- WRITTEN TASK: Please pull out every line of the data below that contains the word "building".

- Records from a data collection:
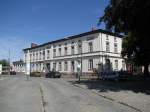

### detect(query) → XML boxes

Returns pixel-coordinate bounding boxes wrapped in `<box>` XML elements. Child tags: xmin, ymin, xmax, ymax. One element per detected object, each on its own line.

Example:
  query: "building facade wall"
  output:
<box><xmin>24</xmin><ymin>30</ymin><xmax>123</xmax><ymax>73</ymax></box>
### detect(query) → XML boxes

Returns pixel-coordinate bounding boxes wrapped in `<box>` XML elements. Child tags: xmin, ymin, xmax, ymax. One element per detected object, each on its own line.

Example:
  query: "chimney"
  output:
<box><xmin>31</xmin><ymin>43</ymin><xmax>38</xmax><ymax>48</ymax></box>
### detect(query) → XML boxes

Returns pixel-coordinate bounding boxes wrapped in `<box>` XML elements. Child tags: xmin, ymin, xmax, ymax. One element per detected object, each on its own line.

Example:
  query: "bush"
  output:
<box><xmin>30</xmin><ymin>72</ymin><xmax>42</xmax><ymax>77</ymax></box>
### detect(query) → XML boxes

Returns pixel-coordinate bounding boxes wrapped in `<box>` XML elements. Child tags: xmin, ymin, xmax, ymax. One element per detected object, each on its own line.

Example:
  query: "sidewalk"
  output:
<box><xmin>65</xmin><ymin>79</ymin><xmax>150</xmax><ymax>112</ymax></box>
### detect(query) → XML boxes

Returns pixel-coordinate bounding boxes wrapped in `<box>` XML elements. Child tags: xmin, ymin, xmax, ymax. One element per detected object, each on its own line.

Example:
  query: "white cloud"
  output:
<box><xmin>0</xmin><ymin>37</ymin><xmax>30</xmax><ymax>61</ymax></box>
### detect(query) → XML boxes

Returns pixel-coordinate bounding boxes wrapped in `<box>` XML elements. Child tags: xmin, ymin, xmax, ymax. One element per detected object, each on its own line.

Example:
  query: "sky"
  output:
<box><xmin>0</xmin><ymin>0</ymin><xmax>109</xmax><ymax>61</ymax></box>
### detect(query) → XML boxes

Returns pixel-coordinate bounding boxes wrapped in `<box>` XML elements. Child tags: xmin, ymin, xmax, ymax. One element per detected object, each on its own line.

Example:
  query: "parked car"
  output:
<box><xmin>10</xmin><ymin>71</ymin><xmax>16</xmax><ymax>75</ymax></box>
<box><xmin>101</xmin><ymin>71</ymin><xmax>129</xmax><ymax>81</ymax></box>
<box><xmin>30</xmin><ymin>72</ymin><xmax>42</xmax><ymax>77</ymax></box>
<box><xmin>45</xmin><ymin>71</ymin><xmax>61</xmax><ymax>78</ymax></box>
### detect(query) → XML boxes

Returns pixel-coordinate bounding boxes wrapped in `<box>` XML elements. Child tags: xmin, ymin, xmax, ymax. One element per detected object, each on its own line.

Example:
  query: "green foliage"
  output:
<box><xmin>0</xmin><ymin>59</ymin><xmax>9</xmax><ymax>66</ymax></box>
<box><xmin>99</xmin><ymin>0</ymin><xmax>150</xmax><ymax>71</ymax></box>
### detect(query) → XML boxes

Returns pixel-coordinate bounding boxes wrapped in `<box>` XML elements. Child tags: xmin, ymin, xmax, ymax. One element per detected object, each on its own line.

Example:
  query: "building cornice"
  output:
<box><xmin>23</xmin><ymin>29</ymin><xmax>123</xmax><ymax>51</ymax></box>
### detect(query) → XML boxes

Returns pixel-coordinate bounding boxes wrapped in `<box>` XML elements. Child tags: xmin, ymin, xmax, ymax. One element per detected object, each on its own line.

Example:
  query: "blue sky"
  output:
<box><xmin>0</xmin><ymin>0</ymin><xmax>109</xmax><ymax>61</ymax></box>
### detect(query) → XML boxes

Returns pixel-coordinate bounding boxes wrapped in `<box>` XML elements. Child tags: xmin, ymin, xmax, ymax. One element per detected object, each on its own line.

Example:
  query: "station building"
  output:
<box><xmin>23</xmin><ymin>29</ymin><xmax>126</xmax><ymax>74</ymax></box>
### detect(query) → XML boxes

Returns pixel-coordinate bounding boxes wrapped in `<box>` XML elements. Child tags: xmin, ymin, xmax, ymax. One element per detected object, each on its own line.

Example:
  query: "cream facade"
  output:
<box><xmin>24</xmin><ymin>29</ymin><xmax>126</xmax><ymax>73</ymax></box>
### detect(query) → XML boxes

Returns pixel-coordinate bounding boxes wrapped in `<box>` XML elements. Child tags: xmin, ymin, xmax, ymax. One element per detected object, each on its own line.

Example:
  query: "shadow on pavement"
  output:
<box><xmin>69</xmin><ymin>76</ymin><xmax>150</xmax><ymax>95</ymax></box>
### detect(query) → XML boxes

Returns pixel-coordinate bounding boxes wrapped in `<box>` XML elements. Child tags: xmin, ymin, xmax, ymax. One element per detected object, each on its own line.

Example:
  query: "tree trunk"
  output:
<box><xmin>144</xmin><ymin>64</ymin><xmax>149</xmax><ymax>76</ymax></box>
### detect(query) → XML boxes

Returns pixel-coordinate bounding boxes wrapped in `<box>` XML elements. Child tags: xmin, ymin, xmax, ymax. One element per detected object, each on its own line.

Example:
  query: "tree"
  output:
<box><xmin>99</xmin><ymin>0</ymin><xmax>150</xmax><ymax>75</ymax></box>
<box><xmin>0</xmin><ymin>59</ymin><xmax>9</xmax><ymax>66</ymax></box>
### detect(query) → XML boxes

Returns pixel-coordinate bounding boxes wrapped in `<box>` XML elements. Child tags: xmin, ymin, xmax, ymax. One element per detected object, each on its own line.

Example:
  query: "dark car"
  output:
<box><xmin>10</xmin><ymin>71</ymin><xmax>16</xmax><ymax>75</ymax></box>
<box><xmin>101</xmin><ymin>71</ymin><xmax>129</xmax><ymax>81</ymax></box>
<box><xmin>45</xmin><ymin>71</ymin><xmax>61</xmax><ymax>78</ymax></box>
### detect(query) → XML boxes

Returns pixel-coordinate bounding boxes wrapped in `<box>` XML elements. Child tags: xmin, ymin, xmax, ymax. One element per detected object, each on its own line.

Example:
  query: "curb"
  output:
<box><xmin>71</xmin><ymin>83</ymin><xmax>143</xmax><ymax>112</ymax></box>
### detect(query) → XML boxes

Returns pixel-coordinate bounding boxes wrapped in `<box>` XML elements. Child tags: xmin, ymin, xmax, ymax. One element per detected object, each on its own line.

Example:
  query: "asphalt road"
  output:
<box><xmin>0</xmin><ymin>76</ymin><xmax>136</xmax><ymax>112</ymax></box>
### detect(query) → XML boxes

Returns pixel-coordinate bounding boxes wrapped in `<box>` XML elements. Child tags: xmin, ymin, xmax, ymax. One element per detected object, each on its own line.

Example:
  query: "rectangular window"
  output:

- EXERCISE SOLUTION:
  query: "building facade wall"
  query: "building cornice"
  query: "station building"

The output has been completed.